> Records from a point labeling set
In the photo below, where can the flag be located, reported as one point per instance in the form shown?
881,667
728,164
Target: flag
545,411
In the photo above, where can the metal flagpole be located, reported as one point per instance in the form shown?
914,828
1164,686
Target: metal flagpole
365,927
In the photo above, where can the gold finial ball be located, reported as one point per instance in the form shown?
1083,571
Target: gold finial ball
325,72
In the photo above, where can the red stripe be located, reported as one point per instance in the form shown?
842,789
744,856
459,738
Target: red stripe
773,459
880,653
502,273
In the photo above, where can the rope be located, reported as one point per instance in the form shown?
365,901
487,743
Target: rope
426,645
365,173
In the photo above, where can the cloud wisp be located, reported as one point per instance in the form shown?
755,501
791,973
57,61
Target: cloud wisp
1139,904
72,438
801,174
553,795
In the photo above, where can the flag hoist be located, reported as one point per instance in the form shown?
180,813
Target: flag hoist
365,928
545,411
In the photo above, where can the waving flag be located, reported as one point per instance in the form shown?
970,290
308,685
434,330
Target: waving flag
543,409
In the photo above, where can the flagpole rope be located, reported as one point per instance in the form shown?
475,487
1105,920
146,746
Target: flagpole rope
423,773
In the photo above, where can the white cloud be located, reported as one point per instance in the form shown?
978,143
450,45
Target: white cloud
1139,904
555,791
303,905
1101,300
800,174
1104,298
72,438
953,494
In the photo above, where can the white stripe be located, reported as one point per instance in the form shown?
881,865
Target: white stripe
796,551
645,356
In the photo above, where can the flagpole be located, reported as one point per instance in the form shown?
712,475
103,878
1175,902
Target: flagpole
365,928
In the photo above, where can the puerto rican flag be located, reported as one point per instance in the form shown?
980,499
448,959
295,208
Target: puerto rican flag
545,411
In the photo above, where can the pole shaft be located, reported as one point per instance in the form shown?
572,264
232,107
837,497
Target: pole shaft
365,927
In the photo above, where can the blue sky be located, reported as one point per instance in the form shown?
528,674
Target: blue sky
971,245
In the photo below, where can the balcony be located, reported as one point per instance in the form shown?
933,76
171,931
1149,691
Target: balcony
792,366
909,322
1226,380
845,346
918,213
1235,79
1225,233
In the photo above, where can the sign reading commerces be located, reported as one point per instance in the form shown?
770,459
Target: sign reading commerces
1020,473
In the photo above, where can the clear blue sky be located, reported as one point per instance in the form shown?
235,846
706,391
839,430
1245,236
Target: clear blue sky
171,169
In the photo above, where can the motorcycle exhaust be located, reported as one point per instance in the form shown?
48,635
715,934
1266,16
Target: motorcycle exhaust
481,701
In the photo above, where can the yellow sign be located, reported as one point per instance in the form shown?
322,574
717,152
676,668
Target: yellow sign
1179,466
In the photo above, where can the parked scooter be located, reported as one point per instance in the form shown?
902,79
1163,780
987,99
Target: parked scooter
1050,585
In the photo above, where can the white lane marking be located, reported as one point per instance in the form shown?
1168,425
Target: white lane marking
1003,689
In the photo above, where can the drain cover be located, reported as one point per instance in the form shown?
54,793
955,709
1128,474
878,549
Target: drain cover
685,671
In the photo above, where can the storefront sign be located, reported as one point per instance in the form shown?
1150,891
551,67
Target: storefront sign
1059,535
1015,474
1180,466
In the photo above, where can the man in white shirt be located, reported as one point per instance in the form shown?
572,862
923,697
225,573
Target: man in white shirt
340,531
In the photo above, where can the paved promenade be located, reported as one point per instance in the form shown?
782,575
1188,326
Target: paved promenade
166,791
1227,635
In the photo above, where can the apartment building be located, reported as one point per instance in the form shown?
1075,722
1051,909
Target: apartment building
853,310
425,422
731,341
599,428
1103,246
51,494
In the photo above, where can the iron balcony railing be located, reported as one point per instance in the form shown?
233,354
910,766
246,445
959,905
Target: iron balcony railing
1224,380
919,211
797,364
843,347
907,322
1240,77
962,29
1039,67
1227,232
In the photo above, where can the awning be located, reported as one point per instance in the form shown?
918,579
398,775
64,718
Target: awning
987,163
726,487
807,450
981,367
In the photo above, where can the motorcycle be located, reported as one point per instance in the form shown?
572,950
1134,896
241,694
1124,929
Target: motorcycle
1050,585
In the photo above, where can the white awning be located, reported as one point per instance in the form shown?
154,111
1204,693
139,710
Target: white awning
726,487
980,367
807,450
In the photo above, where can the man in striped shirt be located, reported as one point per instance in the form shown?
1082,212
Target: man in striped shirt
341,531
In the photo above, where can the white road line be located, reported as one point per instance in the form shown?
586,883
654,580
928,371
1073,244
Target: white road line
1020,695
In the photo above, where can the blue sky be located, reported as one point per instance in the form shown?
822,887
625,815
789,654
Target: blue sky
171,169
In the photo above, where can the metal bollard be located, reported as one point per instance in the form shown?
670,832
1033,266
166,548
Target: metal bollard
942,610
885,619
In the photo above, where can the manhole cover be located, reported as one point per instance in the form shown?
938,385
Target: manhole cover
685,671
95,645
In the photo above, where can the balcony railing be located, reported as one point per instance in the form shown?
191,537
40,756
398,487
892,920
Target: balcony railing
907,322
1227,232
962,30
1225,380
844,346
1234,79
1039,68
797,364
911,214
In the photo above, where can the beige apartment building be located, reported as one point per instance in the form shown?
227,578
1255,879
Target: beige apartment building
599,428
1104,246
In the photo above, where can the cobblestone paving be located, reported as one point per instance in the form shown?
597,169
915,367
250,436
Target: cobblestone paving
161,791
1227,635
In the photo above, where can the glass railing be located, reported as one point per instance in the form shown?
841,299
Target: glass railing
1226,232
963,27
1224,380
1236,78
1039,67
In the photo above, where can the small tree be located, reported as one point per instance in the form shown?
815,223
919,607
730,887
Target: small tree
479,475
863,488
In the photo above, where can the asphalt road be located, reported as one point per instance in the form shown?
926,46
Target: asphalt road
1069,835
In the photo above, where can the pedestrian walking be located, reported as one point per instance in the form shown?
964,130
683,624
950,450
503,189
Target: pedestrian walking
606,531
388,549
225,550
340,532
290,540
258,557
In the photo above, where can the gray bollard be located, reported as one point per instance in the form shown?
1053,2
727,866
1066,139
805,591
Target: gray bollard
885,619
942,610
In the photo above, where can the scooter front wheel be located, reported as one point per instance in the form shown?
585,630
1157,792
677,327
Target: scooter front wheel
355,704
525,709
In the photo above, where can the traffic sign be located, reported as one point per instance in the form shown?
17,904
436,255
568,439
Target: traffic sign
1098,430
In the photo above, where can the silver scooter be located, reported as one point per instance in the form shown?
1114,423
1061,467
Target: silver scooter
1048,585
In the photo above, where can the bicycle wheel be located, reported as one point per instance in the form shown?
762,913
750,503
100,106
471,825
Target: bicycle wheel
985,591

> EXERCISE DIRECTIONS
Update the records above by changing every "one point per instance" to "a single point per instance" and keeping all other text as it is.

> ANSWER TO THE PROBLEM
In the photo below, where can the flag be located, reported as a single point per instance in the form shown?
881,667
728,164
Target: flag
545,411
In the photo above, where can the metal flagpole be located, reported as a single point per instance in the form shown?
914,828
1164,686
Target: metal flagpole
365,927
In the photo above, where can the gold finial ball be located, reported as a single point per instance in the form shown?
1083,571
Target: gold finial ball
325,72
In the photo above, where can the red stripe be located, reported as a single point per instance in the form shown?
842,789
744,856
459,738
Target: red stripe
773,459
880,653
502,273
In the photo above, where can the rope be located, reported as a single point per instance in the form shown?
365,901
487,743
Target: rope
426,645
365,173
In the photo above, where can the cloud wisp be located, reported as a single point per instance in the form shown?
755,501
791,973
57,61
Target: cloud wisp
1139,904
72,438
801,174
553,795
In the photo above, where can the flag hoist be located, reported as a single point per instance in the form shown?
180,813
Target: flag hoist
365,928
545,411
In the photo above, where can the waving flag be located, reported as a single point per instance in the form shown?
970,290
308,685
434,330
Target: waving flag
543,409
In the photo above, where can the flagpole rope be located, reported as a single point per instance in the form shown?
475,487
1105,920
146,746
Target: flagpole rope
423,773
In the photo above, where can the white cloud be located, reported as a single point per instance in the form shown?
978,143
450,45
Target: white cloud
1139,904
555,791
303,905
1101,300
800,174
1104,298
72,438
953,494
In the photo above, where can the white stripe be located, reported as a single point per instance in the form shown?
881,865
Target: white stripe
796,551
645,356
In the photo above, where can the flagpole be located, reported as a single point per instance in the form shown?
712,475
103,878
1175,902
Target: flagpole
365,928
In the photo above, where can the puerto rican flag be located, reported as a single point per instance in the form shown?
980,499
448,959
295,208
Target: puerto rican flag
545,411
In the photo above, where can the pole shaft be located, reported as a single point per instance in the form shown?
572,264
232,107
837,497
Target: pole shaft
365,927
In the photo above, where can the blue sky be located, reported as a single point per instance in the form shown?
528,674
Target: blue sky
971,245
In the photo below, where can the balcony be located, reported as a single point per instance in the form shown?
933,76
171,931
1149,691
Target: balcony
792,366
909,322
1226,380
845,346
918,213
1235,79
1225,233
In the photo above, where can the sign reading commerces be located, reported as a single point per instance in the form shown?
770,459
Target: sign reading commerces
1020,473
In the photo above, where can the clear blue sky be located, reported as a single point per instance in the form shown?
235,846
706,391
839,430
1245,236
Target: clear blue sky
171,169
In the photo above, where can the motorcycle exhaust be located, reported as a single point per instance in the form shown?
48,635
715,934
1266,16
Target: motorcycle exhaust
481,701
In the photo above, where can the yellow sign be located, reported as a single point per instance in the form shown?
322,574
717,152
676,668
Target: yellow sign
1179,466
In the photo above, where can the parked scooter be located, reported as a single point per instance in the form shown?
902,79
1163,780
987,99
Target: parked scooter
1050,585
In the photo above, where can the white lane marking be located, reported as a single point per instance in the form shown?
1168,425
Target: white lane marking
1003,689
In the photo above, where can the drain cover be located, reported as a single point per instance in the form shown?
54,793
955,709
1128,474
878,549
Target: drain cover
685,671
In the photo above, where can the storefront sign be located, reported as a single point per instance in the form shown?
1150,891
551,67
Target: storefront sign
1059,535
1015,474
1180,466
In the photo above, where can the man in white shirt be located, reported as a single point per instance in the form shown?
572,862
923,697
225,573
Target: man in white shirt
340,531
In the photo above, where can the paved promenade be located, reported as a single point per instance in the form shown?
782,575
1188,326
Target: paved promenade
166,791
1227,635
In the photo above, where can the apartment building be located, reported as a single point per instance in the form shown?
1075,722
1051,909
Target: apartment building
853,310
425,422
731,341
599,428
1103,246
51,494
In the photo above, where can the iron balcony railing be located, reported as a single point per instance in the form shown?
233,354
910,766
246,445
959,905
Target: iron balcony railing
1224,380
919,211
797,364
843,347
907,322
1240,77
962,29
1039,67
1227,232
In the photo above, where can the awning be located, reported as a single point per instance in the form shown?
918,579
398,775
64,718
Target: awning
987,163
726,487
807,450
981,367
In the photo above, where can the motorcycle be located, reported as a single point per instance in the form shown?
572,950
1134,896
241,694
1124,929
Target: motorcycle
1050,585
In the photo above, where can the white awning be located, reported as a single point per instance in the form shown?
154,111
1204,693
139,710
Target: white awning
726,487
980,367
807,450
In the photo above, where can the man in striped shirt be located, reported as a single point per instance in the form shown?
1082,212
Target: man in striped shirt
341,531
In the photo above, where can the white road line be located, reported as a single point per instance in the form shown?
586,883
654,580
928,371
1073,244
Target: white road line
1020,695
In the photo above, where can the blue sky be located, reported as a single point per instance in the form shown?
822,887
625,815
789,654
Target: blue sky
171,169
In the photo above, where can the metal bollard be located, reported as a single point per instance in the form shown?
670,832
1033,266
166,548
Target: metal bollard
942,610
885,619
In the photo above, where can the manhole cover be located, reported as a single point per instance in the form shown?
938,385
Target: manhole cover
685,671
95,645
In the photo above, where can the balcony railing be located, reported as a single point per instance in the form shown?
191,537
40,756
398,487
892,920
Target: balcony railing
907,322
1227,232
962,30
1225,380
844,346
1234,79
1039,68
797,364
911,214
In the photo above, where can the beige apartment building be located, reported as a single point per instance in the form shown?
227,578
1255,879
Target: beige apartment building
599,428
1104,246
In the photo above, where can the cobblestone paving be located, reported as a single point per instance in the form shown?
597,169
915,367
250,436
Target: cobblestone paving
161,791
1227,635
In the photo above, where can the glass railing be located, reported as a single point per instance in the form shown?
841,299
Target: glass railing
1226,232
963,27
1224,380
1236,78
1039,67
In the photo above, where can the small tree be located, reported as a single point per instance in the form shown?
815,223
919,607
730,887
Target: small tree
479,475
863,488
In the photo above, where can the asphalt road be located, reported as a single point per instance in the form shown?
926,46
Target: asphalt road
1069,835
In the photo above, where can the pedestrian walking be located, reported as a single point per instance in the form shown?
964,130
683,624
950,450
503,189
Target: pedestrian walking
606,531
388,549
225,550
340,532
290,540
258,557
In the photo above, where can the gray bollard be located, reported as a single point per instance in the form shown?
1053,2
727,866
1066,139
805,591
Target: gray bollard
885,619
942,610
In the photo above, where can the scooter front wheel be located, reported as a single point per instance in the form shown?
585,630
1157,792
677,327
Target: scooter front wheel
355,704
525,709
In the photo above, where can the traffic sign be located, reported as a single point per instance in the form shown?
17,904
436,255
568,439
Target: traffic sign
1098,430
In the photo above, where can the silver scooter be located, reported as a single point per instance in the form shown?
1114,423
1061,467
Target: silver scooter
1048,585
In the photo above, where can the bicycle wheel be located, reported as a single point per instance in the form shown?
762,913
750,503
100,106
471,825
Target: bicycle wheel
985,591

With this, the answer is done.